**WHAT YOU HAVE TO DO**
Set down exactly the lines that run from the line with "[locate] chrome door" to the end of the data, and nothing else.

**AVAILABLE DATA**
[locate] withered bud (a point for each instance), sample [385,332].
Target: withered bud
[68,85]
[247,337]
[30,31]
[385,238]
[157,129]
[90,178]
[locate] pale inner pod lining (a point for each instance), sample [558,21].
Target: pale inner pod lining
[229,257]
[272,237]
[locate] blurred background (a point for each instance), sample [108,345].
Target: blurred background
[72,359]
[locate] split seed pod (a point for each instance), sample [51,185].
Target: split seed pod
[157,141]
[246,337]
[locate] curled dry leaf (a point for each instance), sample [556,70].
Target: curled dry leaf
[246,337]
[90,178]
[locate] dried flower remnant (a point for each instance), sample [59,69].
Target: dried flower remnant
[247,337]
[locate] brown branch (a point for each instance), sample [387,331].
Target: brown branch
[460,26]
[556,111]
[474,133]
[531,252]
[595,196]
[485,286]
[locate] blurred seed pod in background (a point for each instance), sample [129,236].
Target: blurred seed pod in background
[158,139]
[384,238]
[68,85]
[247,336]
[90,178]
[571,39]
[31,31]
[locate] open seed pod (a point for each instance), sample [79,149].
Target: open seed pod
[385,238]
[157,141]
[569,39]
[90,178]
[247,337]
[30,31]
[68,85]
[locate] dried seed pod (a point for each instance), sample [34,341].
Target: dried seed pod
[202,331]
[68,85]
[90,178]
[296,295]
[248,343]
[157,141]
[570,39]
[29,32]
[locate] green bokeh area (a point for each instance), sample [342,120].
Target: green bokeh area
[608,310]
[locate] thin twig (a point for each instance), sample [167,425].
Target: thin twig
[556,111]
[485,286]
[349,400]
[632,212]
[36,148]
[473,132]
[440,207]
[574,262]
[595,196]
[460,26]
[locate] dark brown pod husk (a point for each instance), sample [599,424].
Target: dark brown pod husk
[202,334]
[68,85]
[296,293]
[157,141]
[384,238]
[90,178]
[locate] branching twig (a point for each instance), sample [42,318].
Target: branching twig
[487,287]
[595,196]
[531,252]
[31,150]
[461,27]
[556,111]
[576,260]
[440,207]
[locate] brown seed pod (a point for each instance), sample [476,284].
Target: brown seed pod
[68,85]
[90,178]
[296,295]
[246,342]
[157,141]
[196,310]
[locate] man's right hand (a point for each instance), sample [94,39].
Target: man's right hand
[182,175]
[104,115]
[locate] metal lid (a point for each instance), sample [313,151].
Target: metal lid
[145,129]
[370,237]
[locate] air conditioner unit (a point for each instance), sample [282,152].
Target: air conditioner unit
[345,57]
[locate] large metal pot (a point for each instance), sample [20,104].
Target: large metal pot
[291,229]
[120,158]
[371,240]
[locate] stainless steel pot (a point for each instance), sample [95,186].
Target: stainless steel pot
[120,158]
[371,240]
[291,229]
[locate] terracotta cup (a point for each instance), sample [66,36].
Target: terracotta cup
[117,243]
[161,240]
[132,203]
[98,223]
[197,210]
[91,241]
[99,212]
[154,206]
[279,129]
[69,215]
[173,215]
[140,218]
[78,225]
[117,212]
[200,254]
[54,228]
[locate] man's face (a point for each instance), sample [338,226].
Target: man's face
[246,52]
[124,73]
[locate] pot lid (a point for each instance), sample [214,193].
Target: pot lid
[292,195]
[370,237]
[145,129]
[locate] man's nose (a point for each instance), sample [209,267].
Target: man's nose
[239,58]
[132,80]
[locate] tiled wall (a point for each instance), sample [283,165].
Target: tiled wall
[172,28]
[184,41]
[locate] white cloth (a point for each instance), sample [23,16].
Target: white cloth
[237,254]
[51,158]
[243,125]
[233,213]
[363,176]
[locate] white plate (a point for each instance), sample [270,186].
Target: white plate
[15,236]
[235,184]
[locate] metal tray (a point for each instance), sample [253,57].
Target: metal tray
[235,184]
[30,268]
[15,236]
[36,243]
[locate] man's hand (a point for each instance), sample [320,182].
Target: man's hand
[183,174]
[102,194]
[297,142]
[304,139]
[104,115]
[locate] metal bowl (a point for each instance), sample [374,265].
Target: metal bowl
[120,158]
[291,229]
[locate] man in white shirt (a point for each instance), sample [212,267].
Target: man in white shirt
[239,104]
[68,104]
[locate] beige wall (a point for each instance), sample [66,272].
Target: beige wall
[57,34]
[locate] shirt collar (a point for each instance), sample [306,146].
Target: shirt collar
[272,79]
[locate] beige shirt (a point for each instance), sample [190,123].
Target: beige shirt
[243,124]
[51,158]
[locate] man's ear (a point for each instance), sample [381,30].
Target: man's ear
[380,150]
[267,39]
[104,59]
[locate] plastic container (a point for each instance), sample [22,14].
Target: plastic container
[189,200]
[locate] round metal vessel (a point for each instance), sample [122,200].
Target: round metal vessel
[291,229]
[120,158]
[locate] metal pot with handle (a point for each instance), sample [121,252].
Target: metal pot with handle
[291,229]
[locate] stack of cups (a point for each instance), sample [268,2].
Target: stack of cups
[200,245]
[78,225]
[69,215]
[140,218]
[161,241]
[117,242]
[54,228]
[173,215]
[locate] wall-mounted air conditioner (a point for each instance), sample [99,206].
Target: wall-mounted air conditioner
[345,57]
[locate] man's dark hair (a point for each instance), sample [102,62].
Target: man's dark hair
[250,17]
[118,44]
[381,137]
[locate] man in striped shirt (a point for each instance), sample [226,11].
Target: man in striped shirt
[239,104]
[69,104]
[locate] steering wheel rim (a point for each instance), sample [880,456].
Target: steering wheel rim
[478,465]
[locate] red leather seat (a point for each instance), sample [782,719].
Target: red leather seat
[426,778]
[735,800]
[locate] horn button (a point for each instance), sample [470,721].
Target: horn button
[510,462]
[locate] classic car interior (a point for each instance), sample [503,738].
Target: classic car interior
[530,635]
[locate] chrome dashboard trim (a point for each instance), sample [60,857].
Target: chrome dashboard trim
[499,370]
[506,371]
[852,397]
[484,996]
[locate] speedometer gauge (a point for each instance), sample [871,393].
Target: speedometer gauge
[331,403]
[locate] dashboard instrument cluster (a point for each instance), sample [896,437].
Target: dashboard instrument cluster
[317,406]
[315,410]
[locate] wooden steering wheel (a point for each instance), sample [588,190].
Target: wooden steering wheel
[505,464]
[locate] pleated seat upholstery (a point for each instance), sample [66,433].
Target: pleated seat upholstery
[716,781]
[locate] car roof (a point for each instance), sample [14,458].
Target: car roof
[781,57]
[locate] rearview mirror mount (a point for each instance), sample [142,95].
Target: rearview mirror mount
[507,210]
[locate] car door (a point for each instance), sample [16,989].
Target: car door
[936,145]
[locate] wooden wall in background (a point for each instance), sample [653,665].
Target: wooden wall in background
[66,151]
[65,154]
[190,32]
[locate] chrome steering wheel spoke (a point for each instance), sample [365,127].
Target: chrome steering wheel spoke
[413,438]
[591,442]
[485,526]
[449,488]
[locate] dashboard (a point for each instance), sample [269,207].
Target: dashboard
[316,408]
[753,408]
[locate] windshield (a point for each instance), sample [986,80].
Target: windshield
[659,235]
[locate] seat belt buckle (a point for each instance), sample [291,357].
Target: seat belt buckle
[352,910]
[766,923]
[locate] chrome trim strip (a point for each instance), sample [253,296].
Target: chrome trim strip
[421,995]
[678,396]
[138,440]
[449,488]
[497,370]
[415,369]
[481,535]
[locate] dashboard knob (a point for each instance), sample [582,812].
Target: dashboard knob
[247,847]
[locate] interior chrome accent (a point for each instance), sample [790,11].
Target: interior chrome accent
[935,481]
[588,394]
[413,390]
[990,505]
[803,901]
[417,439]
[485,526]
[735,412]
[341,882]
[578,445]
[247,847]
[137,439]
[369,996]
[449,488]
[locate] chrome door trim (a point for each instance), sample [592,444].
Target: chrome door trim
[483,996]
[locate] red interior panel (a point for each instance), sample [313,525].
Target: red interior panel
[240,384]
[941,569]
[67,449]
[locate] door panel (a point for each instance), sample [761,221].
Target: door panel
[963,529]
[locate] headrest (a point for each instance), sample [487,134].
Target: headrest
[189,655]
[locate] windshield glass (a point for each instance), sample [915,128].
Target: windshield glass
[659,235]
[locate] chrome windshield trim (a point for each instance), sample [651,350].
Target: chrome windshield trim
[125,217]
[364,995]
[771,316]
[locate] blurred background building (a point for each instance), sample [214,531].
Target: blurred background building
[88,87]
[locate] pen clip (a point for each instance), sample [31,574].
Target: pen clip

**OUTPUT OF THE TASK**
[locate] chrome door trim (a point for each instance), sample [592,444].
Target: chrome door trim
[483,996]
[locate] red interior panel (a point for each instance), sample [313,525].
Target: red interior panel
[240,384]
[941,569]
[67,449]
[locate] door panel (a point for each instance), sample [761,221].
Target: door panel
[963,529]
[locate] headrest (a point for each instance), sample [487,134].
Target: headrest
[189,655]
[locate] windshield glass (a point for each instance), sample [915,128].
Target: windshield glass
[659,235]
[locate] chrome windshield trim (a point for each instance), sample [651,350].
Target: chrome windshield trim
[125,217]
[364,995]
[771,316]
[locate] blurred background building (a point for each instance), sample [214,531].
Target: blurred background building
[88,87]
[locate] pen clip (a point for each instance), sample [31,574].
Target: pen clip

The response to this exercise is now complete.